**Work to complete**
Quote everything in the data below verbatim, from the line containing "of the **red" down to the end of the data.

**Some records**
--
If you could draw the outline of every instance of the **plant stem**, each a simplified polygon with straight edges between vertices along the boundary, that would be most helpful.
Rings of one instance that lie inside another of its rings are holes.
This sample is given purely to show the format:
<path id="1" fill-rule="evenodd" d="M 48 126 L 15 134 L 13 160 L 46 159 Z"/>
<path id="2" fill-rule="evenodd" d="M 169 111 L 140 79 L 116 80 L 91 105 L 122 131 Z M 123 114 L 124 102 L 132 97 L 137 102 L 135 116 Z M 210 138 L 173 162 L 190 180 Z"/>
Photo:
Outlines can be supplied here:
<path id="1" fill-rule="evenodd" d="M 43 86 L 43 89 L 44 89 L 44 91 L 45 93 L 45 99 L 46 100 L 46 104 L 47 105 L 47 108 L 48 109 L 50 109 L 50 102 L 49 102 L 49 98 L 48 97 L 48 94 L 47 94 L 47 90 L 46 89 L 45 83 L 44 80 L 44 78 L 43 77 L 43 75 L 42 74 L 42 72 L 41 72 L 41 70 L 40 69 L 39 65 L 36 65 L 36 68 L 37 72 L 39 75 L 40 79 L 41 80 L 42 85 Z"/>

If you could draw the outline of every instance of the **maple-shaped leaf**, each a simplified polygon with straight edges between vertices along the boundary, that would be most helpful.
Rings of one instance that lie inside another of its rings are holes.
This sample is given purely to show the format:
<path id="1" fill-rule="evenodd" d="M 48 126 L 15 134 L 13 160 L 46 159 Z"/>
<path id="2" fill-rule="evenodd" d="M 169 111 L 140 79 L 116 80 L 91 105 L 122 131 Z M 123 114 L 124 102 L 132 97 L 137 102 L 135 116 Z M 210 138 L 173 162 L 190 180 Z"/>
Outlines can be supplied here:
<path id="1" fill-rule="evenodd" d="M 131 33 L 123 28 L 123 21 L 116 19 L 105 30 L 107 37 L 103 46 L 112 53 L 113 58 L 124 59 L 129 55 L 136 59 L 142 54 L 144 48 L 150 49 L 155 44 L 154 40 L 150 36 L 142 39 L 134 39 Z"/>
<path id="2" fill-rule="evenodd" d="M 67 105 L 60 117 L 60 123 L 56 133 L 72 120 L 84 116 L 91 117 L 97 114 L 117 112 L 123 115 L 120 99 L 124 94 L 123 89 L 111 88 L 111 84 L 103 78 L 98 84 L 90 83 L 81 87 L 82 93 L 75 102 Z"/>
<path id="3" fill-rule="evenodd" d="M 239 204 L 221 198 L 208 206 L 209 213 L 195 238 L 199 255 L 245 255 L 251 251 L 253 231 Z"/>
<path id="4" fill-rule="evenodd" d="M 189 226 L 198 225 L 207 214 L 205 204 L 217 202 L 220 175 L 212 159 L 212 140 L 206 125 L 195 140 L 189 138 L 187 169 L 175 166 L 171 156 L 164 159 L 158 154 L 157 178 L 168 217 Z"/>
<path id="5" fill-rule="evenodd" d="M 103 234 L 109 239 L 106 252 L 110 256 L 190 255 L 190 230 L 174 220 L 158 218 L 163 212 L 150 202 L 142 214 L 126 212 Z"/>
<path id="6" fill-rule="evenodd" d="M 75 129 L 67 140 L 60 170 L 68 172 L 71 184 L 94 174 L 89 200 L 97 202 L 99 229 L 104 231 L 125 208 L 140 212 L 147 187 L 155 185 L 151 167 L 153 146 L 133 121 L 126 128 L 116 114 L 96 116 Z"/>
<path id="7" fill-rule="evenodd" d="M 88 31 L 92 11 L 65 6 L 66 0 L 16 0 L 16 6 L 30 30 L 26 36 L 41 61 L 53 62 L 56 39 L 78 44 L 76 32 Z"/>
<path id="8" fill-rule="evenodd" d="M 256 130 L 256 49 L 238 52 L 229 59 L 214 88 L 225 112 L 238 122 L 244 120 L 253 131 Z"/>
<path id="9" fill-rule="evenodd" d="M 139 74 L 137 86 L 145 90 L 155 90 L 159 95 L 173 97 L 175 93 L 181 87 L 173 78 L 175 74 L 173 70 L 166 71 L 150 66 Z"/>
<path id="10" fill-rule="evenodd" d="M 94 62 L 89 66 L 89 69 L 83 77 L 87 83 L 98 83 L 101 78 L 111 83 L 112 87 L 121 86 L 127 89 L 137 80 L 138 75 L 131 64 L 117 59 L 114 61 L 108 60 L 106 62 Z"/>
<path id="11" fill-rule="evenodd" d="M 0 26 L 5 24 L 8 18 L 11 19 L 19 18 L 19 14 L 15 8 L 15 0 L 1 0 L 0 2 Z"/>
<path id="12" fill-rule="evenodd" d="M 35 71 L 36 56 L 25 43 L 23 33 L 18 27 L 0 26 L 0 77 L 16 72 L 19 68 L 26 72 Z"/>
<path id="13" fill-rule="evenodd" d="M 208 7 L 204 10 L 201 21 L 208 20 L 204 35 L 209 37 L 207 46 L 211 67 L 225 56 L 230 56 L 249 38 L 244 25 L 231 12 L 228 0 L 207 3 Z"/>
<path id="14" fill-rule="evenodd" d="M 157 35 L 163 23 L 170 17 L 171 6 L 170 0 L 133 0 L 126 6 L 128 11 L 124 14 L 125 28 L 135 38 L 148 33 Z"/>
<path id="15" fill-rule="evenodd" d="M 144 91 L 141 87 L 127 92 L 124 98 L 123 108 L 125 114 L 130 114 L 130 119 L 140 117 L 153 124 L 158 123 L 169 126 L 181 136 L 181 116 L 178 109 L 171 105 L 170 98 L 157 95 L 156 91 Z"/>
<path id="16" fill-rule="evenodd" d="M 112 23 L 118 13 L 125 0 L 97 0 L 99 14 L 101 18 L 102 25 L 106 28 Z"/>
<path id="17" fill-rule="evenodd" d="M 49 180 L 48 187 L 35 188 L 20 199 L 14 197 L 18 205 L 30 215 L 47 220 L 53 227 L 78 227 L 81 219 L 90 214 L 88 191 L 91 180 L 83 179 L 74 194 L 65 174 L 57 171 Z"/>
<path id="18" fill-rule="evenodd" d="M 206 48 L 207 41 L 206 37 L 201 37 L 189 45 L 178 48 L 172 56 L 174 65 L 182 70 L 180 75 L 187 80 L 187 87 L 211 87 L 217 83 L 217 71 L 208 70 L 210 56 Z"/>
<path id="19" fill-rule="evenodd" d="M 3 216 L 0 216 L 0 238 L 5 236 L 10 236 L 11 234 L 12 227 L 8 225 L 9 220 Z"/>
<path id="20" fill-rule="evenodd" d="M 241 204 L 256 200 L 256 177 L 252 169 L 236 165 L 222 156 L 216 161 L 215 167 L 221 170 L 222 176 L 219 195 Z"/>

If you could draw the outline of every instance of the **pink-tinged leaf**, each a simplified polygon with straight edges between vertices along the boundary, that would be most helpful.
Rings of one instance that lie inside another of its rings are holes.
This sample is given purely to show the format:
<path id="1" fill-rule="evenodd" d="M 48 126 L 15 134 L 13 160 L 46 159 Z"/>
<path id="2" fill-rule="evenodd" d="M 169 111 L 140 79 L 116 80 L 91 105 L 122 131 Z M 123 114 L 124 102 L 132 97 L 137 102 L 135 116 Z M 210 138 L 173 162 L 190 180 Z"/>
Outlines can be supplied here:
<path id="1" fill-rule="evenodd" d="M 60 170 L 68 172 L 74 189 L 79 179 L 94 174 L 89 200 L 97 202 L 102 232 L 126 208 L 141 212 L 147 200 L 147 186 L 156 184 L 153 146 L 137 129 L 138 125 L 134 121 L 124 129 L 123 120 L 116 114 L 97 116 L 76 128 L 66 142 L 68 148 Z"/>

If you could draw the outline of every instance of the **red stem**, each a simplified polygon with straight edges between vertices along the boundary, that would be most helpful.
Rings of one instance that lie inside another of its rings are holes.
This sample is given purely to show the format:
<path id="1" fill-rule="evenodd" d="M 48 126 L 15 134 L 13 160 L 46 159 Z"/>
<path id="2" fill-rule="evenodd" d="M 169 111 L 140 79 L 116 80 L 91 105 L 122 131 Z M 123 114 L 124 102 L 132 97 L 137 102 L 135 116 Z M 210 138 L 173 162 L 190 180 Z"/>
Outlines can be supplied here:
--
**Solution**
If you could draw the outline of every instance of the **red stem**, each a simplified polygon with straight edges between vertices along the boundary, that would be most helpful.
Rings of one instance that lie inside another of its rings are holes.
This sample is given purely to show the format:
<path id="1" fill-rule="evenodd" d="M 48 126 L 15 134 L 13 160 L 46 159 Z"/>
<path id="2" fill-rule="evenodd" d="M 169 111 L 140 79 L 116 80 L 91 105 L 122 131 Z M 123 114 L 124 102 L 132 97 L 137 102 L 135 116 Z M 210 138 L 173 162 L 190 180 Z"/>
Outlines can be supplied here:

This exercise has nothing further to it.